* Begin EXTRACT PROVIDED *

# advice on property tax for new home owner



## nho82 (Dec 23, 2014)

I purchased my home in July 2013. In June 2014 I received a notice from my bank that they had paid my property tax in full to the city. My question is.. Since I purchased my home in July.. Shouldn't I have paid only half the taxes due.. July-Dec?? I am pretty sure the seller had paid the other half during our closing.

Can someone advise if my assessment on this is accurate or do I need some schooling?

Thanks
NHO


----------



## Just a Guy (Mar 27, 2012)

You always pay a split year (6 months forward, six months backwards). So the tax year is actually June to june, not January to December. When you buy/sell a place, the lawyers make adjustments and you get credits on the sale. 

If your purchase price is less than the assessed value, you may want to appeal the taxes. It could save you some money.


----------



## cainvest (May 1, 2013)

Just a Guy said:


> So the tax year is actually June to june, not January to December.


I think the tax year runs Jan - Dec but you usually pay it somewhere in the middle of the year, at least for most cities I know.


----------



## Just a Guy (Mar 27, 2012)

* End EXTRACT PROVIDED *
* Begin EXERCISE MATERIALS *

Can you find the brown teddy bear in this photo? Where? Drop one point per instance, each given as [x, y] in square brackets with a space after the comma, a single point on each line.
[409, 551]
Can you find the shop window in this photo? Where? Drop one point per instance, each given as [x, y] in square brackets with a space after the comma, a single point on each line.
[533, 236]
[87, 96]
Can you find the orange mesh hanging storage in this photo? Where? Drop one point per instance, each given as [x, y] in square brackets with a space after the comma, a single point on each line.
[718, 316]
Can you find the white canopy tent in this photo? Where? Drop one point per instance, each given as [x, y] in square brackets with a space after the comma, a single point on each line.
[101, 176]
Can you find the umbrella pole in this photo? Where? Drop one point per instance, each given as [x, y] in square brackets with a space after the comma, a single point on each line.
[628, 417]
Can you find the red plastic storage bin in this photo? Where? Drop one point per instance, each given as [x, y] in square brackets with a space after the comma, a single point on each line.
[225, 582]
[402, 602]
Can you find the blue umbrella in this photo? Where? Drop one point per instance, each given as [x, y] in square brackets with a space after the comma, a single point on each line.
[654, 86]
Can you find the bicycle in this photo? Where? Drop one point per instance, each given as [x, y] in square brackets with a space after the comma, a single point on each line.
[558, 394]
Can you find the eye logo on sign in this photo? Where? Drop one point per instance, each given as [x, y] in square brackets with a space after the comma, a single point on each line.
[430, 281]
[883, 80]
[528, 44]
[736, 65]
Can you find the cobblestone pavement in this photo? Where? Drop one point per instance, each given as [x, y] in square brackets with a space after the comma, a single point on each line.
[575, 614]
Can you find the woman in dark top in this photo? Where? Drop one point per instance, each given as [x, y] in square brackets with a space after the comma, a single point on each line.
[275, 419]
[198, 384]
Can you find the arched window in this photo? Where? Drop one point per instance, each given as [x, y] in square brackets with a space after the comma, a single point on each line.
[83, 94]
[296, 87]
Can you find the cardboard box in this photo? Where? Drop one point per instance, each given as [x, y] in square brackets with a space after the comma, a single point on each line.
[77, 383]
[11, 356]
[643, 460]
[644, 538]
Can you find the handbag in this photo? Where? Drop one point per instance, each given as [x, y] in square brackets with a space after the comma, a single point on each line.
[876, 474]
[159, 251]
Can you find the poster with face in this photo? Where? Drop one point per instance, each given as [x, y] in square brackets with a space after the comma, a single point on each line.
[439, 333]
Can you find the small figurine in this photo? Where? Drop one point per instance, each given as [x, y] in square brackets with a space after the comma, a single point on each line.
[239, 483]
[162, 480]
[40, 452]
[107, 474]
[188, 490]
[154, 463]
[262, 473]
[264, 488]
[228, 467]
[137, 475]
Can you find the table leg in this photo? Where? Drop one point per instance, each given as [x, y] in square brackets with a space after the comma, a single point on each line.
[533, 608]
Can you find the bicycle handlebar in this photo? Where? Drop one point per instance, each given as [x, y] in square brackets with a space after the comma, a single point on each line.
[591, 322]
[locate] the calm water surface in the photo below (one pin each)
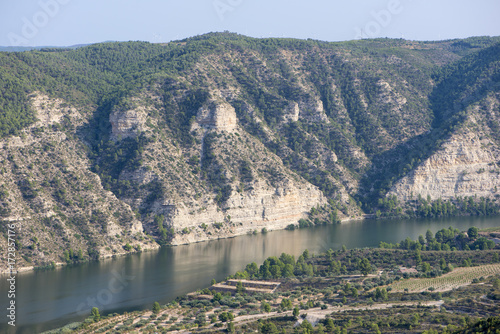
(51, 299)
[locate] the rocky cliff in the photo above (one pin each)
(467, 164)
(118, 147)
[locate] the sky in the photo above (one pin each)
(71, 22)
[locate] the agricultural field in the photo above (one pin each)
(455, 279)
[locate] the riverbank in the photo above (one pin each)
(322, 299)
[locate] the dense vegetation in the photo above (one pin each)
(350, 118)
(341, 291)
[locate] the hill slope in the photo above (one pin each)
(111, 146)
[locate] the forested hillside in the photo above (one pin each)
(116, 146)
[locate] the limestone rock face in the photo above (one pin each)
(264, 207)
(309, 109)
(127, 123)
(291, 113)
(464, 166)
(217, 115)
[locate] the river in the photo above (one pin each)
(51, 299)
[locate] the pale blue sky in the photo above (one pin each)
(69, 22)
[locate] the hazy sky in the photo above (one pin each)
(69, 22)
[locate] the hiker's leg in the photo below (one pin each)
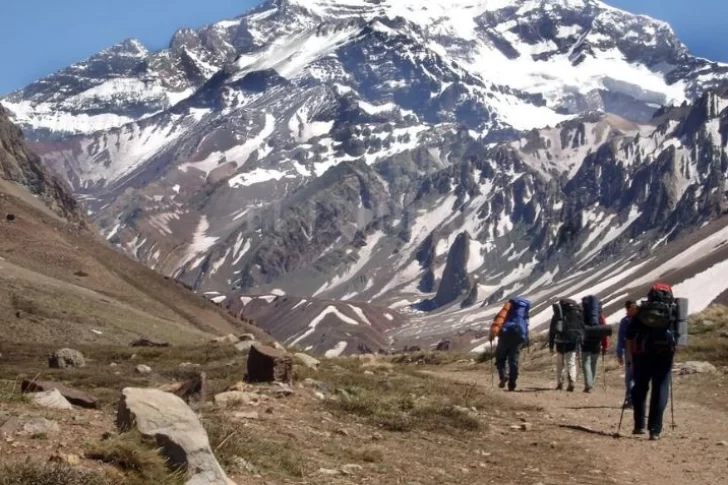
(639, 391)
(501, 355)
(595, 366)
(586, 368)
(513, 358)
(662, 368)
(571, 366)
(628, 380)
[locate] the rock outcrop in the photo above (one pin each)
(176, 429)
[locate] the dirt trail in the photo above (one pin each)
(693, 453)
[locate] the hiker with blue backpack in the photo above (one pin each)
(653, 336)
(594, 341)
(510, 326)
(624, 358)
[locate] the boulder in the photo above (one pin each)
(194, 389)
(245, 345)
(66, 359)
(697, 368)
(143, 369)
(74, 396)
(166, 418)
(145, 342)
(52, 400)
(307, 360)
(266, 364)
(230, 398)
(227, 339)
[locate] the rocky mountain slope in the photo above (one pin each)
(426, 157)
(62, 284)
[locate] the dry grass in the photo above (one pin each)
(223, 364)
(401, 401)
(136, 458)
(232, 443)
(32, 473)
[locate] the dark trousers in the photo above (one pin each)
(654, 369)
(508, 351)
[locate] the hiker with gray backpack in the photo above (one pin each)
(594, 340)
(565, 336)
(653, 336)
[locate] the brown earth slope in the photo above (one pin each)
(61, 283)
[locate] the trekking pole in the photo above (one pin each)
(492, 366)
(604, 370)
(672, 405)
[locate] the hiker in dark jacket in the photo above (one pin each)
(590, 356)
(653, 352)
(624, 358)
(511, 328)
(566, 347)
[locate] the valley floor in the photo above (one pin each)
(367, 420)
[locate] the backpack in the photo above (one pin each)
(570, 325)
(660, 310)
(592, 316)
(517, 320)
(659, 316)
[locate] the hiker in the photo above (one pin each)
(652, 337)
(565, 335)
(592, 344)
(624, 358)
(511, 328)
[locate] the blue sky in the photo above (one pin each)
(38, 37)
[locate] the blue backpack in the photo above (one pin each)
(517, 321)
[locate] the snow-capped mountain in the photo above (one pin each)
(392, 151)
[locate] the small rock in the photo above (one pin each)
(143, 369)
(227, 339)
(307, 360)
(351, 469)
(244, 346)
(66, 359)
(232, 398)
(145, 342)
(40, 426)
(52, 399)
(249, 415)
(689, 368)
(328, 472)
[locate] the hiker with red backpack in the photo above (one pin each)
(511, 327)
(652, 337)
(594, 340)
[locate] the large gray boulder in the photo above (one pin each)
(66, 359)
(176, 429)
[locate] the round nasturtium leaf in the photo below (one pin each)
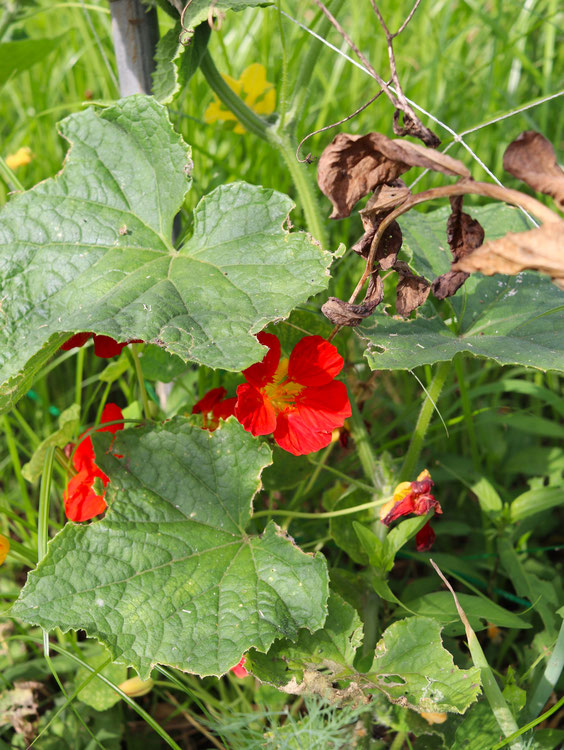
(170, 575)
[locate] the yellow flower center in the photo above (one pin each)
(282, 392)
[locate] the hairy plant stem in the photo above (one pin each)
(418, 437)
(141, 381)
(329, 514)
(280, 140)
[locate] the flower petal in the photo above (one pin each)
(239, 669)
(224, 409)
(403, 508)
(81, 502)
(325, 407)
(83, 458)
(314, 361)
(79, 339)
(207, 402)
(424, 538)
(293, 435)
(263, 372)
(254, 411)
(106, 346)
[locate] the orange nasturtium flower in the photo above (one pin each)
(253, 88)
(413, 497)
(239, 669)
(81, 500)
(298, 399)
(22, 157)
(4, 548)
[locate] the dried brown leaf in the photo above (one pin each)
(411, 291)
(343, 313)
(415, 128)
(389, 247)
(540, 249)
(385, 199)
(531, 158)
(464, 235)
(351, 166)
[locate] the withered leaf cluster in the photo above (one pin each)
(530, 158)
(353, 166)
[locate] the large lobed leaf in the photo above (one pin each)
(199, 11)
(90, 250)
(170, 575)
(510, 319)
(413, 669)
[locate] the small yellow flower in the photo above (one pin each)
(434, 718)
(4, 548)
(135, 687)
(22, 157)
(253, 88)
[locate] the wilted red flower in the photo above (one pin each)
(295, 399)
(215, 404)
(413, 497)
(81, 502)
(104, 346)
(239, 669)
(424, 538)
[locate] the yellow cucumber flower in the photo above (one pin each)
(22, 157)
(253, 88)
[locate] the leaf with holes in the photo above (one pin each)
(170, 575)
(331, 648)
(414, 670)
(510, 319)
(90, 250)
(201, 10)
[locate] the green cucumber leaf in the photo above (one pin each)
(332, 648)
(510, 319)
(96, 693)
(414, 669)
(480, 611)
(176, 63)
(69, 423)
(198, 10)
(90, 250)
(169, 575)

* End EXERCISE MATERIALS *

GIVEN EXERCISE A: In the records, replace "one pin each" with "one point per instance" throughout the part that opens with the line containing "[locate] the leaf" and closes with the end of the records. Give only that part back, with everything else unchanged.
GIVEN EXERCISE B: Continue the property tax thread from the point where it stops.

RIGHT ANSWER A:
[locate] the leaf with holes in the photo above (one point per instance)
(170, 575)
(331, 648)
(414, 670)
(510, 319)
(90, 250)
(201, 10)
[locate] the green cucumber leaf in the photo above (one point per instance)
(332, 648)
(510, 319)
(96, 693)
(414, 669)
(480, 611)
(176, 63)
(69, 423)
(198, 10)
(90, 250)
(169, 575)

RIGHT ANSWER B:
Yes the tax year is jam-dec but you wind up paying in June (as you pay an entire year in June you wind up paying six months into next year, this is why you pay a July - June basis), the new rate is usually set in December.


----------



## cainvest (May 1, 2013)

Just a Guy said:


> Yes the tax year is jam-dec but you wind up paying in June (as you pay an entire year in June you wind up paying six months into next year, this is why you pay a July - June basis), the new rate is usually set in December.


Are we saying the same thing or something different?
Just did a quick search which showed what I thought it was, if you paid you taxes in full in June of 2014, your taxes are up to date for all of 2014 and none of 2015.


----------



## nho82 (Dec 23, 2014)

Just a Guy said:


> Yes the tax year is jam-dec but you wind up paying in June (as you pay an entire year in June you wind up paying six months into next year, this is why you pay a July - June basis), the new rate is usually set in December.


So the tax bill is from jan-dec but you pay it in June. That is what I understand. So technically in June 2014 I should be paying taxes from June 2013-Dec 2013. The Jan-Jun was paid by the previous owner.

Now what I also understand from what you said.. The lawyer already made adjustments to that. How are these adjustments made.. Is it reduced from my mortgage amount or is it given to my bank to pay for the taxes? 

I hope my question makes sense.

NHO.


----------



## Just a Guy (Mar 27, 2012)

If you look at your paperwork from the purchase, you get a credit/debit off the purchase price of the home...it's one of many fees/adjustments (like lawyer fees, CMHC fees, etc.) which all get worked out in your final purchase price.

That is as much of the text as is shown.